SET PROBLEM: Copy every one of the entries below line for line, changing nothing.

>> Begin

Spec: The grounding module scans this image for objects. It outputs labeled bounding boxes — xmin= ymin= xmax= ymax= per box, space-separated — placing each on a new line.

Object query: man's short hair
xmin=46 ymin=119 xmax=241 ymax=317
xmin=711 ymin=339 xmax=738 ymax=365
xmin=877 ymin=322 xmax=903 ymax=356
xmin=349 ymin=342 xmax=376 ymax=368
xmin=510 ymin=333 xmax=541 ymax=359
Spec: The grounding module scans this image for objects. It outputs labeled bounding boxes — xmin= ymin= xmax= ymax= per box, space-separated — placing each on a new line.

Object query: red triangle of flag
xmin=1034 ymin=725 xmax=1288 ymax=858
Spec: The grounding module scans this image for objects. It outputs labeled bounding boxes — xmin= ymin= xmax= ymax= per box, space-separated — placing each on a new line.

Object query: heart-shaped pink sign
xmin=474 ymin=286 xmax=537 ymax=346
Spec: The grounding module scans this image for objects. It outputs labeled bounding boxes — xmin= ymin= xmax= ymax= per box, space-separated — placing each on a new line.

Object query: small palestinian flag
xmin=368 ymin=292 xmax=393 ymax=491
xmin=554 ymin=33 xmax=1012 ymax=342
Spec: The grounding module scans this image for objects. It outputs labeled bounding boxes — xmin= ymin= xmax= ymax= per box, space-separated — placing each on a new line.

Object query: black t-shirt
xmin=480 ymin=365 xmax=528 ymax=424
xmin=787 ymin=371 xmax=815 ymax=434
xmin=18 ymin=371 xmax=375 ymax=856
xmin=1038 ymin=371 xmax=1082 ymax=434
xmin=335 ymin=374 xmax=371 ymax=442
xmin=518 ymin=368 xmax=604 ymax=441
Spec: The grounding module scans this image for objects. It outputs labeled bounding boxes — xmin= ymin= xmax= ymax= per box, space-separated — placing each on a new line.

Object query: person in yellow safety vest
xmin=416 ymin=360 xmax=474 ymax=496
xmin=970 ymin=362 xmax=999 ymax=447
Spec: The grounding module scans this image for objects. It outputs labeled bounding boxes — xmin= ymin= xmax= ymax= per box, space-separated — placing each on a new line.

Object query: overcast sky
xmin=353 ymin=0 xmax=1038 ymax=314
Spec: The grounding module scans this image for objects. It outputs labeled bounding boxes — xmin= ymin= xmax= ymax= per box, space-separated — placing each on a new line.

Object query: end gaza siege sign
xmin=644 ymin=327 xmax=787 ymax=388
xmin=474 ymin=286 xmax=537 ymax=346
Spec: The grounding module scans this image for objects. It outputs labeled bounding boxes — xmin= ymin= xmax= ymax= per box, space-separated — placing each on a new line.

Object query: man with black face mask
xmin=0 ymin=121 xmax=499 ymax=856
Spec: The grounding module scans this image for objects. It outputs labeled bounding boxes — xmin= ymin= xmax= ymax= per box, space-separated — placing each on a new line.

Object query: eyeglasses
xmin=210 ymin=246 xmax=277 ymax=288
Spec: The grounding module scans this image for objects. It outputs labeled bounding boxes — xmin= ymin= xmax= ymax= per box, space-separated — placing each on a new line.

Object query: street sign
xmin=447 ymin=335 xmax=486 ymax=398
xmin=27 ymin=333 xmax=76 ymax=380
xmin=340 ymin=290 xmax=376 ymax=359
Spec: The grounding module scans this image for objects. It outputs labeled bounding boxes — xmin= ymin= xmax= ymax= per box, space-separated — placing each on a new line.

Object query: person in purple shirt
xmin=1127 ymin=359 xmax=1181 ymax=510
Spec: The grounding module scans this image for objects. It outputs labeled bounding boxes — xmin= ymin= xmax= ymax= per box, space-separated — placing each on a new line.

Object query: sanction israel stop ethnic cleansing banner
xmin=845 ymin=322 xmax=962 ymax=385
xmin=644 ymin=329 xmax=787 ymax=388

>> End

RESULT OF THE EXERCISE:
Spec: The grounding module scans this image for objects. It outputs labeled bounding boxes — xmin= ymin= xmax= ymax= per box, space-separated — placing each on a new line.

Object query: man's short hair
xmin=46 ymin=119 xmax=241 ymax=317
xmin=711 ymin=339 xmax=738 ymax=365
xmin=877 ymin=322 xmax=903 ymax=356
xmin=349 ymin=342 xmax=376 ymax=368
xmin=510 ymin=333 xmax=541 ymax=359
Spec: The grounding module scans this image for objects. It outputs labeled bounding boxes — xmin= ymin= xmax= ymax= per box, space-separated — placing each on a new line.

Object query: red triangle of flag
xmin=1034 ymin=725 xmax=1288 ymax=858
Spec: The grounding module scans this image for objects. It outputs labeled bounding boxes — xmin= ymin= xmax= ymax= per box, space-separated — placing each on a new line.

Object query: heart-shaped pink sign
xmin=474 ymin=286 xmax=537 ymax=346
Spec: The grounding module scans this image for objects. It outputs labeled bounding boxes — xmin= ymin= xmax= ymax= per box, space-separated — placing each on a new line.

Object query: small palestinian flag
xmin=368 ymin=292 xmax=393 ymax=491
xmin=554 ymin=33 xmax=1012 ymax=342
Spec: The grounding module scans this image for objects. It outputs labeled bounding boxes — xmin= ymin= xmax= ymax= per box, space-separated — placing each on a new line.

Object query: black t-shirt
xmin=480 ymin=365 xmax=528 ymax=424
xmin=787 ymin=371 xmax=815 ymax=434
xmin=18 ymin=371 xmax=375 ymax=856
xmin=1038 ymin=371 xmax=1082 ymax=434
xmin=335 ymin=374 xmax=371 ymax=442
xmin=518 ymin=368 xmax=604 ymax=441
Spec: The grounding module scans this image for objects. It outputs labeled bounding boxes — xmin= ymin= xmax= ymax= per box, space-separated — placing each on a new line.

Object query: person in yellow safety vest
xmin=416 ymin=360 xmax=474 ymax=496
xmin=970 ymin=362 xmax=999 ymax=447
Spec: The grounding module scans this image for objects. It outputs labeled bounding boxes — xmin= ymin= xmax= ymax= per box, space-separated — placing each on a new line.

Object query: overcast sky
xmin=353 ymin=0 xmax=1038 ymax=314
Spec: The grounding module scans this image for objects. It outputs labeled bounding boxes — xmin= ymin= xmax= ymax= per box, space-separated — placing each on a new line.

Object query: end gaza siege sign
xmin=644 ymin=327 xmax=787 ymax=388
xmin=474 ymin=286 xmax=537 ymax=346
Spec: The grounding module scans this image for objects. It outputs labeled bounding boxes — xmin= ymin= xmax= ymax= per box, space-separated — placing each on a new line.

Object query: man with black face mask
xmin=0 ymin=121 xmax=499 ymax=856
Spec: The grounding module scans this image for objects. It outputs labeled bounding boxes — xmin= ymin= xmax= ymax= per box, space-separated — placing each on a new line.

Object query: eyeglasses
xmin=210 ymin=246 xmax=277 ymax=288
Spec: The grounding module scans this image for objects. It outputs labeled bounding boxes — xmin= ymin= xmax= ymax= per box, space-separated — placing each on a new line.

Object query: street sign
xmin=447 ymin=335 xmax=486 ymax=398
xmin=27 ymin=333 xmax=76 ymax=380
xmin=340 ymin=290 xmax=376 ymax=359
Spec: The grounding module scans this image for objects. It outputs labeled bounding boxes — xmin= ymin= xmax= ymax= per box, space-separated — placing each on a new line.

Object query: person in purple shirt
xmin=1127 ymin=359 xmax=1181 ymax=510
Spec: The grounding module scans this image for objects. It outputs labeled bounding boxes — xmin= ymin= xmax= ymax= per box, space-separated — placing each on a new line.

Object query: sanction israel stop ethnic cleansing banner
xmin=845 ymin=322 xmax=962 ymax=385
xmin=644 ymin=329 xmax=787 ymax=388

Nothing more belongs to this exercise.